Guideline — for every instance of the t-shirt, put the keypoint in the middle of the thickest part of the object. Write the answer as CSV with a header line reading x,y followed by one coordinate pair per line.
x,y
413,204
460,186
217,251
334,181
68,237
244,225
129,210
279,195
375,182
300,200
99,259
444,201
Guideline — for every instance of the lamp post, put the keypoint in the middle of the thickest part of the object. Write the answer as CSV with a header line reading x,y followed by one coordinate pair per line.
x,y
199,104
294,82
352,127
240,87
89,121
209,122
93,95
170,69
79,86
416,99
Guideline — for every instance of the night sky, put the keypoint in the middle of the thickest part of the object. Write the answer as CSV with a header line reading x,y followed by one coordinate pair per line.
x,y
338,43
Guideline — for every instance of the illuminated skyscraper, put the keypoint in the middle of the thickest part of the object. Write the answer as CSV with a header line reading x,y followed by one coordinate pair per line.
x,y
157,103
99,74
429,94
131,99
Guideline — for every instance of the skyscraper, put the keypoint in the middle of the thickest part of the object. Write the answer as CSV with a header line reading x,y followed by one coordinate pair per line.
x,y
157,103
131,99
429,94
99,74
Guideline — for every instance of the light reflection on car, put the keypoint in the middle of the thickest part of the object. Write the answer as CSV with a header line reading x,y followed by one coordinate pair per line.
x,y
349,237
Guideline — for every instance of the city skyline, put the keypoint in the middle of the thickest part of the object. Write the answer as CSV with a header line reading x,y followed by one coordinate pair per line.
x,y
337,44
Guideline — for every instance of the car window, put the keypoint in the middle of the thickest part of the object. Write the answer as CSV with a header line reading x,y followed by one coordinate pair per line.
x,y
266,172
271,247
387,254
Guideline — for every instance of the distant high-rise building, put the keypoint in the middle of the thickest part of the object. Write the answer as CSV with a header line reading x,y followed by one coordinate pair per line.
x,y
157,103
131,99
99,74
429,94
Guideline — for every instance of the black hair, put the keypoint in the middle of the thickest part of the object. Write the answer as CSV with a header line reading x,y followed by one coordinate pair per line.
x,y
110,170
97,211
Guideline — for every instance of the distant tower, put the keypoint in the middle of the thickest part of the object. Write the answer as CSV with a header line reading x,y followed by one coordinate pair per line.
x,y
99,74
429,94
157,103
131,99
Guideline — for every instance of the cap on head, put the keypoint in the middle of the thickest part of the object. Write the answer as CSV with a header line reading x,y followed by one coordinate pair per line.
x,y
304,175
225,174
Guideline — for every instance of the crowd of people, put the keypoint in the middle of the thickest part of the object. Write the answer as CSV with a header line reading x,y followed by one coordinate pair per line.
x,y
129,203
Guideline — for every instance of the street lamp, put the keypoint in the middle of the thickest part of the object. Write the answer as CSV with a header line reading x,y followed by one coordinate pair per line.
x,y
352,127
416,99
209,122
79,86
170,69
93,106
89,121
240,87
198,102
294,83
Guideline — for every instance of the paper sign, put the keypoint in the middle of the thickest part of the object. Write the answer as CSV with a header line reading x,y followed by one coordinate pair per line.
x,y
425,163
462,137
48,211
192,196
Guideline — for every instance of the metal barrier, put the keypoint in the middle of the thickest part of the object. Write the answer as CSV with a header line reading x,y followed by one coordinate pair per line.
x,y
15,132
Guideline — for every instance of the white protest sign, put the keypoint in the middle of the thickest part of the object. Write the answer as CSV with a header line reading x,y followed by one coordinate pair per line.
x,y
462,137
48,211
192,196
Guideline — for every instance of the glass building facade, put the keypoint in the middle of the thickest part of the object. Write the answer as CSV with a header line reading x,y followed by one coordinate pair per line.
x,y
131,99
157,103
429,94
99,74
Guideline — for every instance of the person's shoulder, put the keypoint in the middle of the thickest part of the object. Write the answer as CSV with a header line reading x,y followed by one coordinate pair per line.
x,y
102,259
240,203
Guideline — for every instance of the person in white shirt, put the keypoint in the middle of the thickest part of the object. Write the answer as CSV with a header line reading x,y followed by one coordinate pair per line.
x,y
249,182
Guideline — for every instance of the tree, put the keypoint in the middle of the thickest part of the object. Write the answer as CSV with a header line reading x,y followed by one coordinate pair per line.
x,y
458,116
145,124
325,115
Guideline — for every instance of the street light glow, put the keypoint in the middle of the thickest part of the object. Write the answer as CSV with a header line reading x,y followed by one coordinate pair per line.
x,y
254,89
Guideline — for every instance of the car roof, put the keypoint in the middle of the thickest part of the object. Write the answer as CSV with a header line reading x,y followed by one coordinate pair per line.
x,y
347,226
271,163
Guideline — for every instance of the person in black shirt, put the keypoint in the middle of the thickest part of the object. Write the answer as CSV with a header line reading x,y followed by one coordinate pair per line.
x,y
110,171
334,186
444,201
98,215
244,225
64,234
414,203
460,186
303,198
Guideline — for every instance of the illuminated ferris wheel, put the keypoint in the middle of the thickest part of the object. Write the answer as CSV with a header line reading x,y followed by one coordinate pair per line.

· · ·

* [What is expected] The records above are to be output in full and without error.

* [Solution below]
Guideline — for every instance of the t-shirt, put the keypoint in the middle of the thickest part of the object. Write the answer as CSV with a header line reading x,y followed by one coordinate pair per line.
x,y
413,204
460,186
217,251
334,181
68,237
244,225
129,210
279,195
375,182
300,200
99,259
444,201
Guideline — for every instance of the lamp post, put the keypoint in the middle of the thickest part of the object. Write the answer as CSV with a header line reading x,y followed by one coordinate pair per line.
x,y
199,104
294,82
352,127
240,87
89,121
209,122
93,95
170,69
79,86
416,99
Guideline — for every instance of the night sky, put the keypoint in the middle of the thickest part of the object. Write the answer as CSV with a header line reading x,y followed by one coordinate pair per line.
x,y
338,43
Guideline — for every instance of the illuminated skyscraper, put the keypoint in the middle of the thickest part of the object. Write the answer as CSV with a header line reading x,y followed by one coordinate pair per line.
x,y
157,103
99,74
429,94
131,99
Guideline — for every instance of the skyscraper, put the keypoint in the middle of the thickest part of the object. Write the answer as CSV with a header line reading x,y followed by one coordinate pair per line.
x,y
157,103
131,99
429,94
99,74
Guideline — for every instance of the light reflection on car, put the keypoint in the middle of the thickest part of the object. Write the answer as CSV with a header line reading x,y followed by one coordinate pair per line.
x,y
349,237
Guideline — for every instance of the city skyline, put the keypoint in the middle of the thickest part of the object. Write the answer as CSV with a header line reading x,y followed by one coordinate pair per line.
x,y
337,44
Guideline — for every instance of the car window, put the keypoint in the middle of the thickest part of the object. Write the answer as CSV with a header line reading x,y followed by one coordinate pair per line.
x,y
266,172
271,247
387,254
Guideline — for every instance of the distant high-rise building, put the keypoint in the middle of the thickest part of the object. Write the answer as CSV with a header line reading x,y followed by one coordinate pair per line.
x,y
157,103
131,99
99,74
429,94
Guideline — for every instance of the black hair, put the keypoint in the middle of the thickest part of the object. Write the answer as CSV with a header line reading x,y followed by one coordinate pair per line.
x,y
110,170
97,211
Guideline — for every instance of the distant tower, put the keypoint in the middle of the thickest part of the object. Write the answer as CSV with a header line reading x,y followed by one coordinate pair per line.
x,y
99,74
429,94
157,103
131,99
Guideline — for every instance of the cap on head, put the keypoint in the middle of the thickest part of the object. Write the answer as CSV with a header line reading x,y followed by one coordinate pair per line.
x,y
304,175
225,174
Guideline — for every instance of the crowd of people, put the keypoint in the middle of the thickest part of the object. Write the answer as CSV with a header line reading x,y followed by one coordinate pair per line.
x,y
129,203
Guideline — for every instance of the street lamp, put the keypoint in the middle of the thickest part of the object. Write the answer as CSV with a header line reading x,y followed by one coordinate pair per line.
x,y
352,127
416,99
209,122
79,86
170,69
93,106
89,121
240,87
198,102
294,83
Guideline — for every instance of the paper sign, put the keypoint in the middle of the thickest part of the object. Write the answer as CSV with a header line reading x,y followed by one coordinate pair per line.
x,y
425,163
462,137
48,211
192,196
Guideline — for every instance of the metal barrier, put the keypoint in the middle of the thickest part of the object. Write the answer as CSV with a header line reading x,y followed by one coordinate pair per line.
x,y
15,132
Guideline — for every instance of the white protest sign, put the keypoint in the middle of the thickest part of the object. Write the answer as CSV with a header line reading x,y followed by one coordinate pair per line.
x,y
462,137
48,211
192,196
Guideline — for every instance of the glass building facade, put the keypoint in the middle of the thickest part of the object. Write the answer as CSV with a header line reading x,y followed by one coordinate pair per line.
x,y
131,99
157,103
429,94
99,74
Guideline — for every instance of the person's shoulder, put the keypoint in the middle of the thickest part of the object. Write the answer as CSV with a header line reading x,y followed by one coordinate pair per line.
x,y
102,259
240,203
Guideline — for every instance of the person in white shirt, put the keypoint in the middle of the thickest part of the object. Write the answer as CSV with a header line reading x,y followed by one coordinate pair per line.
x,y
249,182
Guideline — for every instance of the tree, put the keypoint in the middle of the thickest part of the object. Write the answer as CSV with a header line reading x,y followed by one coordinate pair per line.
x,y
458,116
145,124
325,115
Guideline — for every instance of the street light glow, put the keypoint in the middle of the thickest part of the object. Write the answer as CSV with a header line reading x,y followed by one coordinate pair per line.
x,y
254,89
Guideline — for every instance of the car roof, put the keypoint in the middle of the thickest part of the object. Write the answer as CSV with a header line reading x,y followed by one coordinate pair per line.
x,y
347,226
271,163
Guideline — for every instance of the person in black shirt, put the keypoint in the middle of the thickest part of the object. Write the answer as CSV with a header line reading x,y followed by one coordinate pair per line.
x,y
110,171
334,186
444,201
98,215
244,225
64,234
414,203
460,186
303,198
Guideline — for every instance of the illuminated ferris wheel, put the keypoint in the middle of the thickest part of the object. Write the answer as CSV with a header line reading x,y followed by one coordinate pair per line.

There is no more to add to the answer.